■ Passage shown ■

== == ==

In a letter to the all-party pharmacy group (APPG) – an excerpt of which has been shared with C+D – pharmacy minister Steve Brine said he had “been very interested in the evidence that the APPG has been hearing on proposals around community pharmacy and the management of long-term conditions”.
“This is, in part because, the Pharmaceutical Services Negotiating Committee (PSNC) has made proposals around shifting the community pharmacy contractual framework away from rewarding dispensing activity to a more care-oriented payment approach.”
“The detail of this will be the subject of negotiations,” Mr Brine added in the letter.
Although the minister told C+D as early as last year that he is keen for a “fair, realistic and sustainable funding settlement” for pharmacies, his latest statement is the first confirmation that PSNC’s proposals for a service-based pharmacy contract may have gained traction within the government.
PSNC awaiting details from minister
PSNC chief executive Sue Sharpe was quick to point out that the minister has so far “given no detail on what the substance of our negotiations with the Department of Health and Social Care (DH) and NHS England for 2018-19 will be”.

== == ==

■ Material shown ■
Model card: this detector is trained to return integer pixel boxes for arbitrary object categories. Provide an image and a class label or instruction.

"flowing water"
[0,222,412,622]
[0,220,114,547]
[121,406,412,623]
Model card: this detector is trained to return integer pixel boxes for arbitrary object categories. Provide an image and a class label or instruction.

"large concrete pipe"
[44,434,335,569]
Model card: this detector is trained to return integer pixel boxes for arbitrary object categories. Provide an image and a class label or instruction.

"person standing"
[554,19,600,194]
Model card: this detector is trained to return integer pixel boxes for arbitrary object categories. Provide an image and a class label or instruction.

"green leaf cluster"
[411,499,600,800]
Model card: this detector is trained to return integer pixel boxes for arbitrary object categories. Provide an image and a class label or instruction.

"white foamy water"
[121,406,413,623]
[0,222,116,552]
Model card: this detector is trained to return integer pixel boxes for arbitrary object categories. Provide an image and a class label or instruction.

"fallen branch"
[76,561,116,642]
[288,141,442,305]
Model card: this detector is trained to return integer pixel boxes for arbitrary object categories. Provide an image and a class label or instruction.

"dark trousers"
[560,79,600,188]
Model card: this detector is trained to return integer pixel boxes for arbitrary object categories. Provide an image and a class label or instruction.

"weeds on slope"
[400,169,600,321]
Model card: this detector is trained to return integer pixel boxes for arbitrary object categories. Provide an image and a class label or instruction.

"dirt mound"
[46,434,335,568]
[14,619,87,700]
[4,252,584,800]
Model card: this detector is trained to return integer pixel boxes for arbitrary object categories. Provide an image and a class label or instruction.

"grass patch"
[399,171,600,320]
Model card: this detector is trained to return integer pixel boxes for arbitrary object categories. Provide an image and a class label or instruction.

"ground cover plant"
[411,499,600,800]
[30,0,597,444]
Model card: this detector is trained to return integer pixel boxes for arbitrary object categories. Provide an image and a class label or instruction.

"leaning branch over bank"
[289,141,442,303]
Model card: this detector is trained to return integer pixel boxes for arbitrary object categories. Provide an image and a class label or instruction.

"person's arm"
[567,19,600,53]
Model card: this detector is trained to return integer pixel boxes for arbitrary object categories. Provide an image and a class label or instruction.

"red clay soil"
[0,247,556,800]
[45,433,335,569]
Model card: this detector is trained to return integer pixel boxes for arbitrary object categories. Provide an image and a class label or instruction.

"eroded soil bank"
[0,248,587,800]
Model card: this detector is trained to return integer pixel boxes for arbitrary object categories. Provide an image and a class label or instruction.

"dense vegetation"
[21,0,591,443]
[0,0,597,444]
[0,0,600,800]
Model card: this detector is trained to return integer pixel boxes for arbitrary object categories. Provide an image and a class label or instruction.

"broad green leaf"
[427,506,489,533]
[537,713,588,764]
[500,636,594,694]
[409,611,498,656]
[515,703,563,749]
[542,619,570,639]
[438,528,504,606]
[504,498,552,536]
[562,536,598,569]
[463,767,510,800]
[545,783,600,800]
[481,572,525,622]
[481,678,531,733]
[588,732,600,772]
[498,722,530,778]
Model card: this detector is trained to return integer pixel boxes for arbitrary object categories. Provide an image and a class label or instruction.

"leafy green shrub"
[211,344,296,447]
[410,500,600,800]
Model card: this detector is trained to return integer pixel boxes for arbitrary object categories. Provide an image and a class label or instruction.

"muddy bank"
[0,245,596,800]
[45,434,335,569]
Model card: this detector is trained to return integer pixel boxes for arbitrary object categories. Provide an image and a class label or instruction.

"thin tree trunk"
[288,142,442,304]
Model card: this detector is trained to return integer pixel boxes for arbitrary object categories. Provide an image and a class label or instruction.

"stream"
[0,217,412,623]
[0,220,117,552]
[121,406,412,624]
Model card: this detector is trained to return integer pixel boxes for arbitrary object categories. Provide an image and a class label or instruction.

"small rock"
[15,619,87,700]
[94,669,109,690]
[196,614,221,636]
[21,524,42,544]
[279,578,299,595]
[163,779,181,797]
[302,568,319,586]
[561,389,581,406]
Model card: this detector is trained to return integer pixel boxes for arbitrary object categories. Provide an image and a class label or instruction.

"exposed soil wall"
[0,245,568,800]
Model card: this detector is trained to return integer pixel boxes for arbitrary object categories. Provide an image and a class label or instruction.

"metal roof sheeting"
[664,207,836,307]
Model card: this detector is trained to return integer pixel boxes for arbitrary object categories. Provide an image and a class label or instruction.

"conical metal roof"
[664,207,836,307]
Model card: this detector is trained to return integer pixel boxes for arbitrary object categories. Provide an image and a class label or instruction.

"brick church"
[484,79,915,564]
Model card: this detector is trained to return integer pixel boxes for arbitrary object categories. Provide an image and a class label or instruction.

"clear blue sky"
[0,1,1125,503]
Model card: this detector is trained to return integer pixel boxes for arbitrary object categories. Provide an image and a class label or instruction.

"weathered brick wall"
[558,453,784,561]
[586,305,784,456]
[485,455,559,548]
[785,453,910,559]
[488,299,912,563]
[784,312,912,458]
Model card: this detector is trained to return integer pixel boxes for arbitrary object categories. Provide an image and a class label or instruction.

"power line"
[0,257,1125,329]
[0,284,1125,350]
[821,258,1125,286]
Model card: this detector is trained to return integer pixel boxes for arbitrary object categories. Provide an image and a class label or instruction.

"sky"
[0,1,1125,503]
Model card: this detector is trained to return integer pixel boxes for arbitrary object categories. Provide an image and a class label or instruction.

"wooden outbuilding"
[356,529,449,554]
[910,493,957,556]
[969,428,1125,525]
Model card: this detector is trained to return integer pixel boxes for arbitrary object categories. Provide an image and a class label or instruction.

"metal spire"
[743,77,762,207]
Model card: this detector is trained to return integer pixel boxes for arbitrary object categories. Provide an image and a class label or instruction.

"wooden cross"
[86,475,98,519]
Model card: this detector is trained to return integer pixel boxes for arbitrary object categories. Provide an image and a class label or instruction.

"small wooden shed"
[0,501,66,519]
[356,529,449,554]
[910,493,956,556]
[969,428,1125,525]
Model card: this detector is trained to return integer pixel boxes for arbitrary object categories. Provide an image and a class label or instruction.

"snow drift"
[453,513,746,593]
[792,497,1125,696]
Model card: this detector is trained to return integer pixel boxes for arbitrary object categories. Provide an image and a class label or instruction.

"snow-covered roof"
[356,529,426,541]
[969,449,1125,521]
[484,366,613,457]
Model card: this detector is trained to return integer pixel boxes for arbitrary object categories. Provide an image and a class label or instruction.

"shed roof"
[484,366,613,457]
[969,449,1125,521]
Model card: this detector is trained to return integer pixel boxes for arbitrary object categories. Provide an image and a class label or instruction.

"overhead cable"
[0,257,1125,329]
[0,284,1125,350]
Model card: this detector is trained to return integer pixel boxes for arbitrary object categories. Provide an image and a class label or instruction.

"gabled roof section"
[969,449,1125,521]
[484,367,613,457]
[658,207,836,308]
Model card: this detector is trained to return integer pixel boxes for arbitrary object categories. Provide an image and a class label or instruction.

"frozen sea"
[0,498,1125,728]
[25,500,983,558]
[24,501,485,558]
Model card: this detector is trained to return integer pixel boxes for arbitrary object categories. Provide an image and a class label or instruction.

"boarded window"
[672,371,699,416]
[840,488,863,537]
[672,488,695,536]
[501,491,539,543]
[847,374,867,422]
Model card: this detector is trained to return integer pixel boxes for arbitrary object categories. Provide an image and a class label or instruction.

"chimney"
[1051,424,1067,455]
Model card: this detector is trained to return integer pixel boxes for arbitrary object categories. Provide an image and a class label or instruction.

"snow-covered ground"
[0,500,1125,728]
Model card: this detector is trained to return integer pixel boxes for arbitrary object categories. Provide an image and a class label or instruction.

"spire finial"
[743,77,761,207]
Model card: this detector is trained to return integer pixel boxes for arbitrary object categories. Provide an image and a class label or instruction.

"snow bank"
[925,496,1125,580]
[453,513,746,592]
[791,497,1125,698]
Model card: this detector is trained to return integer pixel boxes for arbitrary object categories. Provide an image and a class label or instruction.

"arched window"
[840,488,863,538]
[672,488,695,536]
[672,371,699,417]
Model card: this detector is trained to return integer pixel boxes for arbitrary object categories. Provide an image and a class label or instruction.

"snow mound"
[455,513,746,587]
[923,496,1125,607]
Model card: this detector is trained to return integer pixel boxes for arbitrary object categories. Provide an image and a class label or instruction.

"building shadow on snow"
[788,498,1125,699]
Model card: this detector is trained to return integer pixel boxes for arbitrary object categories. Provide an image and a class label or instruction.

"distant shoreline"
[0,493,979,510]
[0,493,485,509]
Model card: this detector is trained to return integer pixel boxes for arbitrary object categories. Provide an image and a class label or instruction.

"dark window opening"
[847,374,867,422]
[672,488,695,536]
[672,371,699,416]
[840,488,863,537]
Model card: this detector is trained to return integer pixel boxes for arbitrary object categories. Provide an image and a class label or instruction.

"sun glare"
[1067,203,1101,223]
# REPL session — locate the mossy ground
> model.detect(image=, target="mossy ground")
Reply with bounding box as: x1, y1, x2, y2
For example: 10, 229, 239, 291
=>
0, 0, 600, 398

== == ==

■ Assignment 1 ■
Answer these questions from the passage on the pharmacy contract.
(a) To which group did Steve Brine send his letter?
(b) What has the Pharmaceutical Services Negotiating Committee proposed for the community pharmacy contractual framework?
(c) Who is the chief executive of PSNC?
■ Assignment 2 ■
Condense the paragraph beginning "Although the minister told C+D" from the passage on the pharmacy contract into a shorter version that keeps its main facts.

■ Answer box 1 ■
(a) He wrote to the all-party pharmacy group (APPG).
(b) It has proposed shifting the framework away from rewarding dispensing activity to a more care-oriented payment approach.
(c) Sue Sharpe is PSNC's chief executive.

■ Answer box 2 ■
Last year, the minister told C+D that he wanted a "fair, realistic and sustainable funding settlement" for pharmacies. His latest statement is the first confirmation that PSNC's proposals for a service-based pharmacy contract may have gained traction within the government.